### Written task
Collect every line in the lines below that contains the word "back", and copy each one.
[Begin Materials provided]
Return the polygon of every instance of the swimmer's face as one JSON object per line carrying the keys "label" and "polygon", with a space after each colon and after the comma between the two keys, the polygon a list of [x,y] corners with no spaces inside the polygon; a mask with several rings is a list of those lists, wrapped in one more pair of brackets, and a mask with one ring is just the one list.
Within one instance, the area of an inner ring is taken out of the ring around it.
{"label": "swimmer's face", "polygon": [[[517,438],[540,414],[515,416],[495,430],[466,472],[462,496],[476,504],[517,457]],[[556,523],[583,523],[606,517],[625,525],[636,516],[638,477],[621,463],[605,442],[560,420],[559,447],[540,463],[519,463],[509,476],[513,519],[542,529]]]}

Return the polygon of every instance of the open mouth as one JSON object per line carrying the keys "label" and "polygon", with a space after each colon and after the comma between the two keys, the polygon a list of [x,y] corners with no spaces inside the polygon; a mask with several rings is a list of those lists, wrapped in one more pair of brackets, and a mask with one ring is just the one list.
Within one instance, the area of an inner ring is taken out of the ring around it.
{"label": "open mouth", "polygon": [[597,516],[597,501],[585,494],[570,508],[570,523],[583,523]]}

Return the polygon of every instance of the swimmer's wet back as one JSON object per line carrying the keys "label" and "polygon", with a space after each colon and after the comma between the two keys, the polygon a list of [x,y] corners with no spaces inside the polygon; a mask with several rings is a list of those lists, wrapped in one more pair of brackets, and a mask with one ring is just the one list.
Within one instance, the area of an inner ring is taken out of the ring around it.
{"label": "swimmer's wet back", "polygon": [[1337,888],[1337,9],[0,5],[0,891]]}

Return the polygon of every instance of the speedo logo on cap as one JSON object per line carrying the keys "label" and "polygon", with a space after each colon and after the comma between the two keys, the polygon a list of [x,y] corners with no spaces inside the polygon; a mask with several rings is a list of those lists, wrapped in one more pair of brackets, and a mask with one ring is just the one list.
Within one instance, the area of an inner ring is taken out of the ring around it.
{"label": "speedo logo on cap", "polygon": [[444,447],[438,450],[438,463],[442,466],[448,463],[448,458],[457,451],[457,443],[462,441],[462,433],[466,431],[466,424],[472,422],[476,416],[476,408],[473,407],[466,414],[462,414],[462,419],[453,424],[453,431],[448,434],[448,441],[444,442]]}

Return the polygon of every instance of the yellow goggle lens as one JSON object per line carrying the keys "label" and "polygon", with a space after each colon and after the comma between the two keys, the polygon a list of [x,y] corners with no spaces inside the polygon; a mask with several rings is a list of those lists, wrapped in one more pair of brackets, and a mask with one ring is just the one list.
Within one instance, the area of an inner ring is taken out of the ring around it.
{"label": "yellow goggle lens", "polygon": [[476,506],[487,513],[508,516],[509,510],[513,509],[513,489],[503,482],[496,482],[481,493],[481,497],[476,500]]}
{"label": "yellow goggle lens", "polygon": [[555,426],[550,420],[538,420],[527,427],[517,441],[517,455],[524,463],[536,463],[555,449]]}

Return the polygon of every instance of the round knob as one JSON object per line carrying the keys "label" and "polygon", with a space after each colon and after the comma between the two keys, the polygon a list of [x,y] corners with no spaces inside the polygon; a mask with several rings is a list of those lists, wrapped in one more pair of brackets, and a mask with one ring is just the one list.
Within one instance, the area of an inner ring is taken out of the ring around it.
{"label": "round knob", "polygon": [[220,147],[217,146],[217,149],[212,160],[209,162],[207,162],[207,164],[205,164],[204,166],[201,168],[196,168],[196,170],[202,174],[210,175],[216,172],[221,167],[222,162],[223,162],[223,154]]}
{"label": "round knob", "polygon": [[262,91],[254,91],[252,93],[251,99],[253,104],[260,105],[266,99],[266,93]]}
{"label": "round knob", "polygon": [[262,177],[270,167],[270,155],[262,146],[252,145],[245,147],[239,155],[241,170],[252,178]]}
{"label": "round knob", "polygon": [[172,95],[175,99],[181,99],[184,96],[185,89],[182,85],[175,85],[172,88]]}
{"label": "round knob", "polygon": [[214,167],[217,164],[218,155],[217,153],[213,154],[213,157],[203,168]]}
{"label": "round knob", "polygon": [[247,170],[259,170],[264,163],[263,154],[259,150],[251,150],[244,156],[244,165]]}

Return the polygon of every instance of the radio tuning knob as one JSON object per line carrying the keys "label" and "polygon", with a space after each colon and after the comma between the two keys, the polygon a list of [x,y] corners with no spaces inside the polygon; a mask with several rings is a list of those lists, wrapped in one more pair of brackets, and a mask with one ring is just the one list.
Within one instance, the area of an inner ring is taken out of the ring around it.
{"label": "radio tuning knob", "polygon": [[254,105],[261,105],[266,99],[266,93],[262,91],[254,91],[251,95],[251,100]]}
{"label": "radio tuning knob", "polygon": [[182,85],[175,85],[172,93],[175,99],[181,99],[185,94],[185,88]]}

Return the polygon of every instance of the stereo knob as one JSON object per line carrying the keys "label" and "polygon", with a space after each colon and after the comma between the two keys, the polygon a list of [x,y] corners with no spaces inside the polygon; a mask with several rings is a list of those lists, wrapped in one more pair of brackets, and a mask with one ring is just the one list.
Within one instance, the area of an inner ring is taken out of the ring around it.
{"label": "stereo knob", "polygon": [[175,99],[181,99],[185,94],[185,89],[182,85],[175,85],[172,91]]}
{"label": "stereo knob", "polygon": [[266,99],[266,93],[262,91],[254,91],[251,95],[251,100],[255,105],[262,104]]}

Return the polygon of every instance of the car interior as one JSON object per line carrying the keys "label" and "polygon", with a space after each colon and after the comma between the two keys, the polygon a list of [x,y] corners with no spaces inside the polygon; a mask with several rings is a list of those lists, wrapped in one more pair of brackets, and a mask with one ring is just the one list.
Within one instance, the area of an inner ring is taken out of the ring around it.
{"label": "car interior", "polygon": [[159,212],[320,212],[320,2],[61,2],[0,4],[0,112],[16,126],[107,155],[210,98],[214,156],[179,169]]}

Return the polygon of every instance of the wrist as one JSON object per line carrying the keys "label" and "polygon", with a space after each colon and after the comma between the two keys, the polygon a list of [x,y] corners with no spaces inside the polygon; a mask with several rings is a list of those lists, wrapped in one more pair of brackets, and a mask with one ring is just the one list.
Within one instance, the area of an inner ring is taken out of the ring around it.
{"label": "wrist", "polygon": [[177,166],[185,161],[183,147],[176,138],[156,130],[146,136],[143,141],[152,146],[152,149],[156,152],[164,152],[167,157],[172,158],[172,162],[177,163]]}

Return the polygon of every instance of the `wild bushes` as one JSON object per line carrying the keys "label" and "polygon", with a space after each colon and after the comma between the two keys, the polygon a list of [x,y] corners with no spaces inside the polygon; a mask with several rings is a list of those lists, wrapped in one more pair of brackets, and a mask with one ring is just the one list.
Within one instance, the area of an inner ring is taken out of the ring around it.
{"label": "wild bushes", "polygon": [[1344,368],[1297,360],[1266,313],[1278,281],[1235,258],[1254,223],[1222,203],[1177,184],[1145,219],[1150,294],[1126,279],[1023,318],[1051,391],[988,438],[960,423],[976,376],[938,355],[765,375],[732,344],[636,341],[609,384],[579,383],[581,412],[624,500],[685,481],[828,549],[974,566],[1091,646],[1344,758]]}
[End Materials provided]
### Exercise response
Return the polygon of every instance of the swimmer's wet back as one JSON object per line carrying the keys "label" and "polygon", with a space after each colon and after the comma between the two keys, the polygon a list of [x,y] corners with no spaces inside the polygon; a mask with several rings is a list of those lists, wrapped in one more pair of brackets, and a mask with one ring is just the one list.
{"label": "swimmer's wet back", "polygon": [[1337,888],[1337,9],[0,5],[0,891]]}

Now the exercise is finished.